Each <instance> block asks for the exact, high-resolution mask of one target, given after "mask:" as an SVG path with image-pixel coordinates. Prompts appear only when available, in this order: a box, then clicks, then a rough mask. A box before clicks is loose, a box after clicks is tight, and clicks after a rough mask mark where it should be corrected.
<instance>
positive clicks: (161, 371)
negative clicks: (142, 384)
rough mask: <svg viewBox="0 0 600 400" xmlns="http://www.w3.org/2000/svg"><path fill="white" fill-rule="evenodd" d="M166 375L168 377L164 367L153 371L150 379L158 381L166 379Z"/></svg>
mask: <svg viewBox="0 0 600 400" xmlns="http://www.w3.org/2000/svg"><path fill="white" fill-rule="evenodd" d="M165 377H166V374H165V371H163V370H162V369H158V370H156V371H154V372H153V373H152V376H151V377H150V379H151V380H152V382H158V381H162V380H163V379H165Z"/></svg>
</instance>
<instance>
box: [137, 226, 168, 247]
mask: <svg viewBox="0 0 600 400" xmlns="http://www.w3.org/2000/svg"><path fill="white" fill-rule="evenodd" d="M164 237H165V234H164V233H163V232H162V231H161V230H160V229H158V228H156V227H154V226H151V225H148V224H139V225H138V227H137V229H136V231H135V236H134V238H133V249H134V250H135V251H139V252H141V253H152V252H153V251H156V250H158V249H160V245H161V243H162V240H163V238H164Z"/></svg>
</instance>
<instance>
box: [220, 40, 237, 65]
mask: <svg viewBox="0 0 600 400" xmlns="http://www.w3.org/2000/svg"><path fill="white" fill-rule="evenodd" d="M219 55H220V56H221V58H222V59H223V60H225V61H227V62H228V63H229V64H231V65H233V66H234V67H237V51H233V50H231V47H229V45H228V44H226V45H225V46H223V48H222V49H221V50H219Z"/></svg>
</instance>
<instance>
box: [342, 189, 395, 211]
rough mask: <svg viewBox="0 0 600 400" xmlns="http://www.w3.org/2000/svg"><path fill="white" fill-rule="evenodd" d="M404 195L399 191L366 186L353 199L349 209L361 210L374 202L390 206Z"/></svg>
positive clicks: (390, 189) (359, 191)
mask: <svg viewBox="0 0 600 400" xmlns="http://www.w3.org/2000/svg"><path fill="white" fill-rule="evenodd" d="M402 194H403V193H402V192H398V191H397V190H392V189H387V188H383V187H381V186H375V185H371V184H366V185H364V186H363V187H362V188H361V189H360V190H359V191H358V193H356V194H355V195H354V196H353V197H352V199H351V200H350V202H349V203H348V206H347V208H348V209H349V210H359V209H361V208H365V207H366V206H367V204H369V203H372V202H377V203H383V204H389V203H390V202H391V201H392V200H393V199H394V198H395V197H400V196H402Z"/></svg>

● EXERCISE DIRECTIONS
Write out the listing above, keeping every word exactly.

● REPLY
Each <instance> block asks for the exact, high-resolution mask of one target, given after "mask:" as an SVG path with image-pixel coordinates. Prompts appear only when available, in this order: a box, then clicks, then a rough mask. A box before clicks is loose, a box after clicks is tight, and clicks after a rough mask mark where it should be corrected.
<instance>
positive clicks: (161, 371)
negative clicks: (142, 384)
rough mask: <svg viewBox="0 0 600 400" xmlns="http://www.w3.org/2000/svg"><path fill="white" fill-rule="evenodd" d="M166 375L168 377L164 367L153 371L150 379L158 381L166 379Z"/></svg>
mask: <svg viewBox="0 0 600 400" xmlns="http://www.w3.org/2000/svg"><path fill="white" fill-rule="evenodd" d="M165 377H166V374H165V371H163V370H162V369H158V370H156V371H154V372H153V373H152V376H151V377H150V379H151V380H152V382H158V381H162V380H163V379H165Z"/></svg>
</instance>
<instance>
box: [137, 226, 168, 247]
mask: <svg viewBox="0 0 600 400" xmlns="http://www.w3.org/2000/svg"><path fill="white" fill-rule="evenodd" d="M164 237H165V234H164V233H163V232H162V231H161V230H160V229H158V228H156V227H154V226H151V225H148V224H139V225H138V227H137V229H136V231H135V236H134V238H133V249H134V250H135V251H139V252H141V253H152V252H153V251H156V250H158V249H160V245H161V243H162V240H163V238H164Z"/></svg>
</instance>
<instance>
box: [220, 40, 237, 65]
mask: <svg viewBox="0 0 600 400" xmlns="http://www.w3.org/2000/svg"><path fill="white" fill-rule="evenodd" d="M219 55H220V56H221V58H222V59H223V60H225V61H227V62H228V63H229V64H231V65H233V66H234V67H237V51H233V50H231V47H229V45H228V44H226V45H225V46H223V48H222V49H221V50H219Z"/></svg>
</instance>
<instance>
box: [342, 189, 395, 211]
rough mask: <svg viewBox="0 0 600 400" xmlns="http://www.w3.org/2000/svg"><path fill="white" fill-rule="evenodd" d="M404 195L399 191L366 186L353 199L349 209L361 210L374 202L390 206Z"/></svg>
positive clicks: (390, 189) (359, 191)
mask: <svg viewBox="0 0 600 400" xmlns="http://www.w3.org/2000/svg"><path fill="white" fill-rule="evenodd" d="M402 194H403V193H402V192H398V191H397V190H392V189H387V188H383V187H381V186H375V185H371V184H366V185H364V186H363V187H362V188H361V189H360V190H359V191H358V193H356V194H355V195H354V196H353V197H352V199H351V200H350V202H349V203H348V206H347V208H348V209H349V210H359V209H361V208H365V207H366V206H367V204H369V203H372V202H377V203H383V204H389V203H390V202H391V201H392V200H393V199H394V198H395V197H400V196H402Z"/></svg>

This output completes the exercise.